▸ **Problem**: Among the records, which lines include "with"? List them.

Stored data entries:

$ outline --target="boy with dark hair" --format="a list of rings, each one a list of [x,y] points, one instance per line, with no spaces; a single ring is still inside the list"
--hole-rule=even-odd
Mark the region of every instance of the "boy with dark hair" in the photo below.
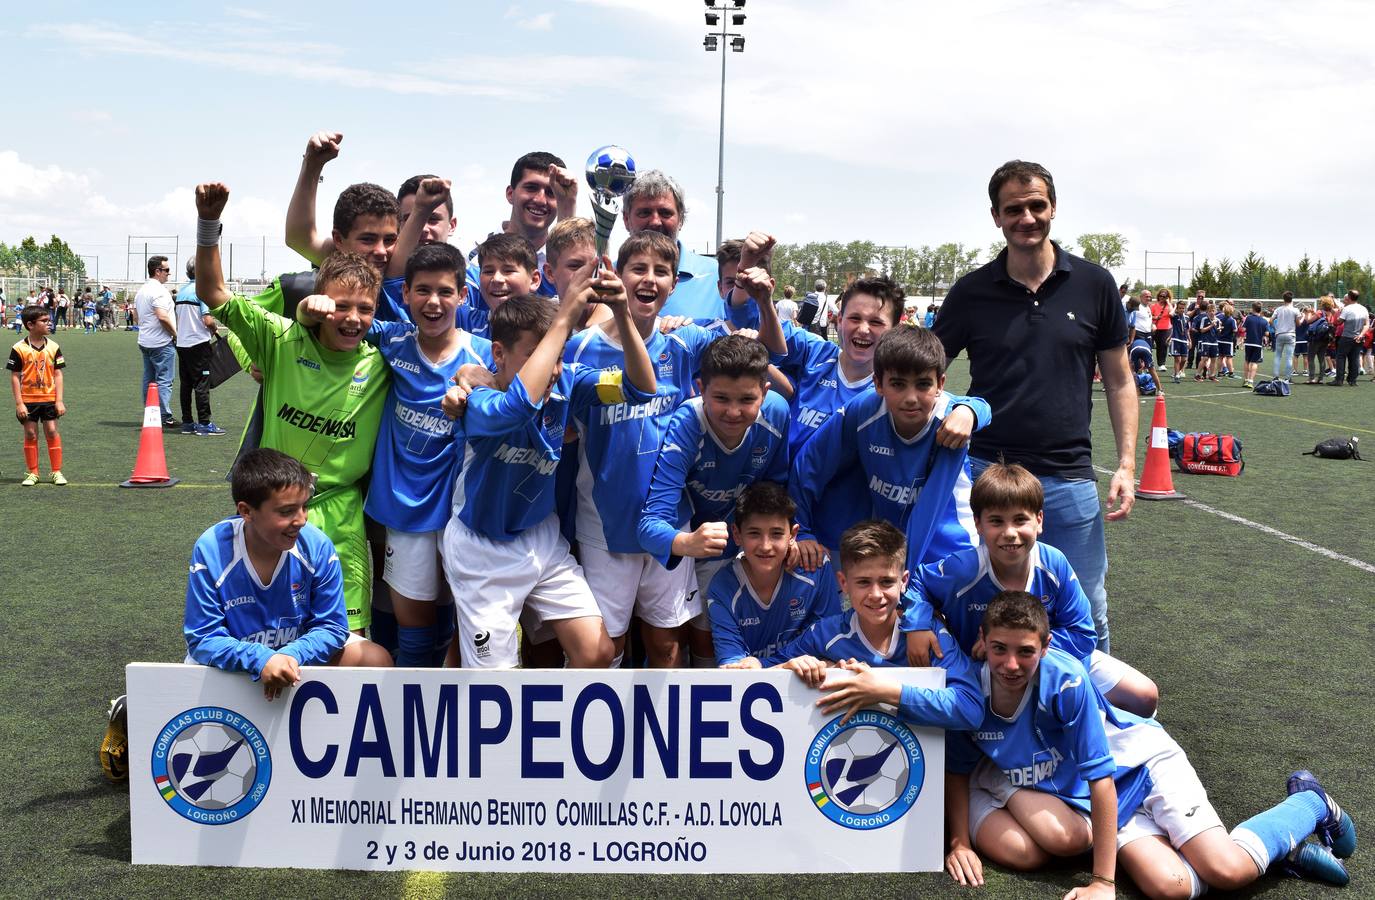
[[[1241,330],[1245,335],[1246,344],[1246,380],[1242,384],[1253,388],[1256,386],[1256,371],[1265,359],[1265,339],[1270,333],[1270,320],[1265,318],[1263,307],[1259,303],[1251,304],[1251,311],[1241,322]]]
[[[587,303],[613,309],[624,369],[560,359]],[[492,313],[495,386],[467,397],[467,448],[444,534],[444,569],[458,609],[465,665],[513,668],[516,625],[550,627],[569,664],[602,668],[611,639],[569,553],[554,513],[554,472],[569,412],[633,408],[654,399],[654,368],[627,308],[626,288],[606,268],[580,275],[557,310],[539,297],[507,300]],[[453,392],[459,389],[454,388]],[[452,393],[452,392],[451,392]]]
[[[793,383],[792,421],[788,426],[788,455],[796,461],[802,447],[835,411],[873,385],[874,348],[880,338],[902,318],[903,293],[887,278],[859,278],[840,295],[836,330],[838,343],[801,328],[785,334],[786,353],[774,364]],[[793,377],[796,376],[796,377]],[[857,471],[842,473],[837,495],[850,497],[864,491]],[[835,547],[845,529],[850,510],[847,502],[836,510],[817,515],[820,542]],[[832,515],[839,513],[839,517]],[[849,516],[848,521],[853,521]],[[806,530],[807,526],[803,526]]]
[[[1237,890],[1272,864],[1333,884],[1356,829],[1311,773],[1231,834],[1180,746],[1152,720],[1107,703],[1080,662],[1050,644],[1041,602],[995,595],[980,632],[983,718],[946,744],[946,869],[982,884],[979,852],[1017,870],[1092,849],[1093,881],[1068,896],[1112,897],[1117,863],[1150,897]],[[1306,843],[1311,834],[1323,843]],[[1335,853],[1335,855],[1334,855]]]
[[[827,616],[778,652],[809,686],[827,693],[818,706],[849,718],[866,706],[887,703],[916,725],[963,731],[979,721],[979,683],[973,663],[954,638],[940,630],[945,687],[927,690],[882,678],[871,667],[906,664],[898,632],[898,599],[907,586],[907,539],[888,522],[872,519],[846,529],[840,539],[841,588],[850,610]],[[828,678],[832,667],[851,678]]]
[[[1154,715],[1159,700],[1155,683],[1096,649],[1098,635],[1079,579],[1063,553],[1038,540],[1044,505],[1040,480],[1023,467],[993,463],[984,469],[969,495],[979,543],[912,571],[903,596],[908,662],[928,664],[927,651],[934,652],[930,631],[936,612],[960,649],[975,660],[983,659],[979,622],[989,598],[1008,585],[1024,587],[1046,607],[1053,646],[1082,662],[1113,705]]]
[[[867,516],[909,530],[912,565],[977,540],[966,448],[969,435],[992,420],[988,404],[945,392],[945,349],[925,328],[901,325],[886,333],[873,367],[874,390],[830,416],[793,459],[789,492],[808,569],[834,553],[824,543],[827,532]],[[867,497],[858,508],[847,491],[850,478]]]
[[[57,341],[50,340],[52,316],[41,306],[29,306],[18,320],[28,335],[10,348],[5,368],[10,370],[10,391],[14,395],[14,415],[24,429],[24,468],[20,484],[38,484],[38,423],[43,423],[43,440],[48,445],[48,465],[53,484],[67,483],[62,474],[62,436],[57,420],[67,414],[63,401],[62,370],[67,361]]]
[[[349,634],[334,545],[306,521],[315,477],[293,457],[260,448],[234,467],[236,516],[191,551],[188,662],[261,681],[269,700],[301,666],[390,666],[387,651]]]
[[[711,341],[695,326],[670,334],[659,328],[677,258],[672,240],[641,232],[621,244],[616,259],[636,343],[654,361],[657,395],[640,405],[581,408],[571,423],[578,434],[575,534],[588,584],[617,655],[638,610],[650,664],[663,668],[677,665],[682,626],[702,611],[702,598],[694,597],[691,567],[666,568],[667,560],[647,553],[637,533],[670,418],[692,394],[692,375]],[[619,323],[613,329],[604,322],[579,332],[569,342],[564,362],[616,372],[628,364],[627,349]],[[677,503],[675,495],[675,510]]]
[[[336,250],[357,253],[385,273],[400,231],[400,211],[391,191],[376,184],[349,185],[334,203],[333,233],[324,237],[316,230],[315,195],[320,173],[339,155],[343,139],[337,131],[319,131],[306,142],[301,172],[286,210],[286,245],[315,265]],[[294,312],[270,307],[269,311],[288,318]]]
[[[479,244],[465,277],[468,299],[459,307],[458,325],[479,337],[490,337],[492,310],[511,297],[540,293],[542,283],[539,256],[518,234],[494,234]]]
[[[668,418],[638,515],[639,546],[656,565],[685,571],[689,579],[695,573],[695,583],[688,582],[700,598],[695,605],[707,599],[713,576],[739,550],[727,530],[737,498],[751,484],[781,485],[788,478],[788,404],[769,390],[764,345],[741,334],[717,338],[700,365],[701,395]],[[682,565],[683,557],[693,563]],[[710,622],[700,624],[710,627]],[[700,634],[688,635],[695,639],[692,663],[705,667],[711,659],[710,634],[705,628],[694,631]],[[660,651],[671,653],[677,637],[651,632],[645,641],[651,659]]]
[[[462,421],[446,418],[441,403],[460,366],[492,363],[491,342],[454,326],[464,268],[463,254],[449,244],[417,248],[406,261],[406,321],[374,321],[367,333],[391,366],[391,387],[363,511],[386,528],[382,579],[399,626],[400,666],[431,665],[439,639],[445,645],[449,639],[438,627],[439,548],[464,438]],[[333,313],[334,301],[316,296],[296,315],[302,324],[318,325]]]
[[[501,223],[500,231],[488,237],[509,234],[525,238],[536,256],[534,268],[538,271],[544,267],[549,230],[556,221],[572,216],[577,209],[578,181],[563,160],[554,154],[542,150],[526,153],[511,167],[506,202],[511,204],[510,217]],[[486,313],[488,303],[479,283],[477,256],[477,250],[468,254],[468,304]],[[554,286],[549,281],[537,281],[530,292],[552,297]]]
[[[401,187],[396,191],[397,217],[396,224],[404,229],[406,223],[410,221],[411,215],[416,213],[416,194],[420,191],[420,184],[430,179],[439,179],[438,175],[412,175],[401,182]],[[442,180],[442,179],[440,179]],[[454,213],[454,195],[446,182],[444,191],[431,209],[419,210],[424,215],[421,226],[420,244],[445,244],[449,241],[449,235],[453,234],[458,227],[458,218]],[[409,254],[408,254],[409,255]]]
[[[797,507],[782,485],[756,481],[740,492],[730,523],[740,552],[707,589],[712,644],[723,669],[785,662],[779,651],[812,623],[840,614],[829,562],[815,572],[787,565]]]
[[[1198,351],[1198,373],[1194,381],[1217,381],[1217,316],[1213,314],[1213,301],[1204,300],[1189,324]]]
[[[313,329],[236,297],[220,268],[219,218],[228,200],[223,184],[196,188],[200,298],[262,372],[260,445],[289,453],[316,474],[310,518],[334,542],[349,627],[362,632],[372,618],[372,557],[363,530],[361,481],[372,464],[389,382],[386,361],[363,337],[372,325],[381,276],[361,256],[332,254],[320,267],[315,290],[333,301],[334,311]]]
[[[1237,352],[1237,320],[1232,315],[1234,312],[1236,307],[1224,301],[1217,317],[1218,374],[1224,378],[1237,377],[1233,369],[1233,357]]]

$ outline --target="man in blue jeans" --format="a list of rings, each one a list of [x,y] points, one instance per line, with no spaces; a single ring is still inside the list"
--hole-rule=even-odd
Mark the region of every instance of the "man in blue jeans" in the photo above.
[[[1043,166],[1003,164],[988,198],[1007,249],[955,282],[933,330],[947,356],[966,352],[968,392],[994,410],[993,424],[970,444],[974,477],[1002,460],[1040,479],[1041,539],[1074,567],[1093,609],[1098,649],[1107,653],[1108,551],[1094,483],[1090,392],[1097,363],[1117,444],[1107,518],[1123,519],[1136,500],[1137,398],[1126,315],[1111,273],[1050,240],[1055,181]]]
[[[143,354],[143,382],[139,401],[148,394],[148,385],[158,386],[158,405],[162,407],[162,427],[174,428],[172,415],[172,367],[177,363],[177,320],[173,316],[172,295],[167,278],[172,269],[165,256],[148,258],[148,280],[134,295],[138,316],[138,349]]]

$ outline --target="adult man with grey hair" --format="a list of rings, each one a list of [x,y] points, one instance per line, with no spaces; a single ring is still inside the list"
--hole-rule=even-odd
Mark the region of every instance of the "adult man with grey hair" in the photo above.
[[[826,324],[830,314],[827,305],[826,281],[818,278],[812,285],[812,290],[802,298],[802,308],[797,313],[798,324],[812,334],[826,337]]]
[[[1329,384],[1356,386],[1356,374],[1360,366],[1361,332],[1370,324],[1370,312],[1361,305],[1359,291],[1347,291],[1342,298],[1342,336],[1337,338],[1337,377]]]
[[[719,319],[726,314],[717,282],[720,267],[710,256],[683,248],[678,229],[687,217],[683,189],[668,175],[651,169],[635,178],[626,191],[623,211],[626,231],[657,231],[678,242],[678,285],[669,294],[661,315],[689,319]]]

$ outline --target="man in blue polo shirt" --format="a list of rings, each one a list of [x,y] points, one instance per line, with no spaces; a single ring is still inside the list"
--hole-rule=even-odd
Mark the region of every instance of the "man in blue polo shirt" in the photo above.
[[[625,230],[657,231],[678,241],[678,229],[687,218],[683,189],[658,169],[644,172],[626,191],[623,200]],[[742,267],[743,268],[743,267]],[[678,241],[678,285],[668,295],[660,315],[688,319],[720,319],[726,314],[717,282],[720,269],[710,256],[698,256]]]
[[[988,183],[988,196],[1007,249],[955,283],[933,330],[949,356],[967,353],[968,393],[997,411],[971,442],[974,477],[1002,459],[1040,479],[1043,538],[1064,552],[1079,576],[1098,647],[1107,653],[1108,557],[1094,485],[1090,392],[1097,362],[1118,457],[1107,518],[1122,519],[1136,499],[1137,414],[1122,302],[1111,273],[1050,240],[1055,181],[1043,166],[1003,164]]]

▸ **Answer**:
$ outline --target="boy with dark hair" --format="a list of rings, each one a list of [x,y] points, one instance per line, with no spaces; a single ring is still inside the list"
Mark the region of every instance of the "boy with dark hair" in the photo below.
$ outline --target="man in blue jeans" --format="a list of rings, each one a list of [x,y] points, one instance per line, with no spaces; a single ring is still inside the list"
$ outline --target="adult man with grey hair" --format="a list of rings, each one a list of [x,y] points, one instance per line, with no spaces; a single ring is still inside the list"
Mark the region of every instance of the "adult man with grey hair" in the photo above.
$ outline --target="man in blue polo shirt" --format="a list of rings, each one a list of [x,y] points, one instance per line, with no spaces; a single ring is still inside the list"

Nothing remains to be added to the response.